Collected data
- - -
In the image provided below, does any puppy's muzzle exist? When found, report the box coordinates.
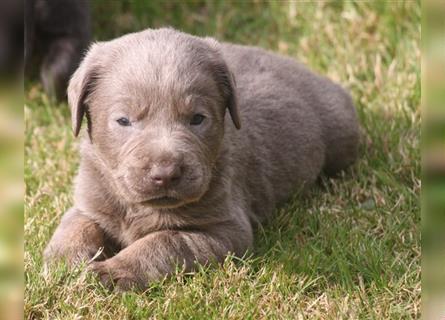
[149,161,183,188]
[125,153,186,196]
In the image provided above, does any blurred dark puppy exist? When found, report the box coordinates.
[0,0,23,78]
[25,0,91,101]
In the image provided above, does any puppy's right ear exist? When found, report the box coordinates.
[67,43,102,138]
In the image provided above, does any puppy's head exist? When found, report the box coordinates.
[68,28,240,208]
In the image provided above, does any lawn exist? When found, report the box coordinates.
[24,1,421,319]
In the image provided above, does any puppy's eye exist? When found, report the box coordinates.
[190,114,206,126]
[117,117,131,126]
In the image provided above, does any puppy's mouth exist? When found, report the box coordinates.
[141,196,183,208]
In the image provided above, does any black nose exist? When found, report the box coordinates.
[149,162,182,188]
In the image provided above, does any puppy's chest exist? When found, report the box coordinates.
[104,207,183,247]
[97,206,213,248]
[112,212,159,247]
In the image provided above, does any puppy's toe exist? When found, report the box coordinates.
[89,261,114,289]
[89,260,140,291]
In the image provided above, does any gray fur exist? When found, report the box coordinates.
[44,28,359,290]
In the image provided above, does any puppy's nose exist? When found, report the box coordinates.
[149,163,182,187]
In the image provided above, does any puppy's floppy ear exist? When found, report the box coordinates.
[205,37,241,130]
[224,70,241,130]
[67,43,102,138]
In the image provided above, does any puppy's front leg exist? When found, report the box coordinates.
[44,207,106,265]
[90,224,251,291]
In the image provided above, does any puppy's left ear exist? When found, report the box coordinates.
[205,37,241,130]
[225,71,241,130]
[67,43,103,138]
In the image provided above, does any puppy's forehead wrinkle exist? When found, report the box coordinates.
[105,33,216,94]
[107,75,194,118]
[113,43,182,84]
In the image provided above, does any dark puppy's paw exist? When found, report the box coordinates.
[89,259,143,291]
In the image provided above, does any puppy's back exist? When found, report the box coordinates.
[220,44,359,218]
[222,43,359,174]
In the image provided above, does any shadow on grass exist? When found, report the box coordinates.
[250,107,419,293]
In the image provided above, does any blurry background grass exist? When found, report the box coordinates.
[25,1,421,319]
[0,82,23,320]
[422,0,445,318]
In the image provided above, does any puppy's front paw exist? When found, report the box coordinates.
[89,259,142,291]
[44,210,107,267]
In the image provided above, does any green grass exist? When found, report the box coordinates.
[25,1,420,319]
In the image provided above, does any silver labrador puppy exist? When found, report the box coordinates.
[44,28,359,290]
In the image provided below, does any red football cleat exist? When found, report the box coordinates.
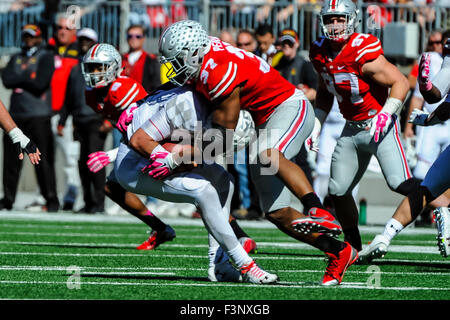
[136,225,176,250]
[321,242,358,286]
[239,237,258,254]
[291,207,342,237]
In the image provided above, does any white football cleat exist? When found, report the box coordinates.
[208,260,243,282]
[240,260,279,284]
[435,207,450,258]
[357,234,390,264]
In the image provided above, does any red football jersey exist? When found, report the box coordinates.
[85,76,148,121]
[194,37,295,126]
[310,33,389,121]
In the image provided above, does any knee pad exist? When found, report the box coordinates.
[394,178,422,196]
[407,185,436,217]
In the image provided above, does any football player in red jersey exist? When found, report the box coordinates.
[308,0,424,262]
[81,43,177,250]
[82,43,257,253]
[158,20,357,286]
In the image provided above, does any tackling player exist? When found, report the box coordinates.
[158,20,357,286]
[308,0,423,256]
[117,85,278,284]
[81,43,256,252]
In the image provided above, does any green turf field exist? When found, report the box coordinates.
[0,211,449,301]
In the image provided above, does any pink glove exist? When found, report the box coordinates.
[87,151,110,173]
[141,151,178,180]
[369,111,391,143]
[418,53,432,91]
[117,105,138,134]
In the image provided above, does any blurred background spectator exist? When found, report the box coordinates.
[59,28,107,214]
[40,12,82,212]
[236,29,258,53]
[0,24,58,212]
[255,23,277,65]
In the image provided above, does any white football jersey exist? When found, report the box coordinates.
[127,86,211,142]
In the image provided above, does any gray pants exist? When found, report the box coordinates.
[329,116,412,196]
[249,91,314,213]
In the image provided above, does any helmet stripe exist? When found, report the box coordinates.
[90,44,100,59]
[331,0,337,10]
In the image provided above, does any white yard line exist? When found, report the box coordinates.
- - -
» Requirement: All records above must be output exactly as they stand, excluding pictures.

» Result for this task:
In the image provided below, does any puppy's muzzle exist? When found, report the box coordinates.
[149,161,183,188]
[125,153,186,196]
In the image provided above, does any blurred dark puppy exist? When found, report the box coordinates.
[0,0,23,78]
[25,0,91,101]
In the image provided above, does any puppy's right ear exist? When found, report the box coordinates.
[67,43,102,138]
In the image provided above, does any puppy's head exist? When found, report the box coordinates.
[68,28,240,208]
In the image provided above, does any lawn exist? When found, report the box coordinates.
[24,1,421,319]
In the image provided above, does any puppy's eye exist? When found, report the box coordinates.
[190,114,206,126]
[117,117,131,126]
In the image provided above, does any puppy's mouth exist? When found, report the box coordinates.
[141,196,183,208]
In the image provided above, does any black nose exist? When found, report the box coordinates.
[149,162,182,188]
In the image provided above, does any puppy's chest exist? When found, report the box coordinates.
[104,207,183,247]
[97,206,213,248]
[112,212,159,247]
In the image provided above, does any puppy's toe exist? When found, report the box coordinates.
[89,261,114,289]
[89,260,140,291]
In the image provided above, does any gray fur exist? When found, report the box coordinates.
[44,28,359,290]
In the image provided above, does any puppy's nose exist? When found, report the box coordinates.
[149,163,182,187]
In the image provided above, does any puppy's floppy ear exist? When found, report the box coordinates.
[205,37,241,130]
[224,70,241,130]
[67,43,102,138]
In the image provided above, does any puppy's front leg exist? When found, report the box coordinates.
[44,207,106,265]
[90,224,251,291]
In the image provided above, does any puppy's left ear exist? When found, report the box coordinates.
[205,37,241,130]
[225,71,241,130]
[67,43,103,138]
In the image provided above, does any puppy's forehead wrinkle exist? When found, report the box coordinates.
[105,33,216,94]
[107,75,194,118]
[113,43,182,84]
In the image provided above, does any dark puppy's paw exist? When found, report the box coordinates.
[89,259,143,291]
In the image provided above, does any puppy's back exist? When found, report the box coordinates.
[220,44,359,218]
[222,43,359,174]
In the image provided above, does any shadow on grass exist? When found, report the box coordinates.
[250,107,419,293]
In the image provided above, does any blurry background grass exist? When found, report the box coordinates.
[25,1,421,319]
[0,82,23,320]
[422,0,445,318]
In the image provided above, does any puppy's front paw exist? When found, report the box coordinates.
[89,259,142,291]
[44,210,107,267]
In the image provided above, does any green grass exist? When found, report the box coordinates.
[25,1,420,319]
In the image provided above, does any silver labrador puppy exist? When found, report the box coordinates.
[44,28,359,290]
In the image provided below, does any red football cleat exist? When found, report the box coordinates.
[136,225,176,250]
[321,242,358,286]
[239,237,258,254]
[291,207,342,237]
In the image provided above, does any white football cleat exist? When found, report the box coordinates.
[208,260,243,282]
[240,260,279,284]
[435,207,450,258]
[357,234,390,264]
In the image provided above, does any red football jersey exist? When found, report the box coordinates.
[85,76,148,121]
[194,37,295,126]
[310,33,389,121]
In the image provided above, does any knee pad exist? When found, report the box coordinates.
[394,178,422,196]
[407,185,436,217]
In the image provided above, does any football player in red jersey exist? When found, report the box coordinates.
[308,0,424,262]
[81,43,177,250]
[82,43,257,253]
[158,20,357,286]
In the image provided above, does any tackling player exist? When found, report the box coordinates.
[158,20,357,286]
[308,0,423,256]
[117,85,278,284]
[81,43,256,252]
In the image provided above, does any green turf field exist? When found, report the box coordinates.
[0,211,449,301]
In the image provided above, does any pink glove exist? When found, report the box coordinates.
[87,151,110,173]
[141,151,178,180]
[369,111,391,143]
[418,53,432,91]
[117,105,138,134]
In the image provided above, does any blurred background spectator exist? When found, report the box coordinates.
[59,28,107,214]
[40,12,82,212]
[236,29,258,53]
[0,24,58,212]
[255,23,277,65]
In the image provided above, does any white football jersey exist? When found, report the box coordinates.
[127,86,211,142]
In the image provided above, does any gray pants exist? When found, report the box coordinates.
[329,116,412,196]
[249,91,314,213]
In the image provided above, does any helmet stripe exist? When found, report the box coordinates.
[90,44,100,59]
[331,0,337,10]
In the image provided above, does any white yard line exist? When found, report the box coordinates.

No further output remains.